Can you copy these rows word for word, with every line of every row kept as it stands?

Records of labeled points

=====

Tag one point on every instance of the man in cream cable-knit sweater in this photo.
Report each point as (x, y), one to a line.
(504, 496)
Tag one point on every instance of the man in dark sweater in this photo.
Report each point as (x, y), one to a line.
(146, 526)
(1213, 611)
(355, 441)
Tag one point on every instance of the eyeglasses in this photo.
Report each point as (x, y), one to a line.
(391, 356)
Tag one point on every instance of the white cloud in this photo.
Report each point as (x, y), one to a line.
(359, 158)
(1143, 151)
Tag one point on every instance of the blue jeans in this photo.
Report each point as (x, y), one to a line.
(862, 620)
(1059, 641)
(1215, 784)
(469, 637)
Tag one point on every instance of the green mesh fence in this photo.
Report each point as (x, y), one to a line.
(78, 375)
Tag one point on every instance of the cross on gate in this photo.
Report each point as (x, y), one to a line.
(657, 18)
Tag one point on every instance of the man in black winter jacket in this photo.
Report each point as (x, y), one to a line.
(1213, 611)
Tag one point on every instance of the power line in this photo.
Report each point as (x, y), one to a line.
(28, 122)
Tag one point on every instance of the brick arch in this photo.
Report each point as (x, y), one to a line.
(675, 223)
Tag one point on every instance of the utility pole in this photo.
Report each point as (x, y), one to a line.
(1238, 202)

=====

_CORRECT OUTPUT_
Tag one point on every instance of the man in cream cable-knit sweater in this photo.
Report each point as (x, y), one to a line.
(504, 496)
Tag one point on every instance of the man in dark sweater in this photo.
Report each point as (x, y), one to a line.
(146, 526)
(1213, 611)
(355, 441)
Tag one point on every instance of the eyeglasses in this photo.
Report each point as (x, y), one to a line.
(391, 356)
Tag one point on every instance of the white cloud in this photo.
Report each point as (x, y), one to a line.
(359, 158)
(1143, 151)
Tag one point on every instance of the blue jeans in this photo.
Report each point as (x, y), one to a line.
(862, 620)
(1059, 641)
(1215, 784)
(469, 637)
Tag one point on every instance of the green mesh fence in this photo.
Report each point as (x, y), one to a line.
(78, 375)
Tag one point on every instance of the cross on gate in this photo.
Report each point as (x, y), one to a line.
(657, 18)
Tag one point on every instance of the man in black winter jacket in this photo.
Report each point as (x, y), one to a line.
(1213, 611)
Tag one point on every instance of the power line in this photo.
Report each point as (x, y), one to a line.
(28, 122)
Tag one point on every instance of the brick arch in this photo.
Report each point as (x, y), one to a line.
(675, 223)
Tag one point on every instance of the utility pole in this photo.
Report each point as (x, y), one to a line.
(1238, 202)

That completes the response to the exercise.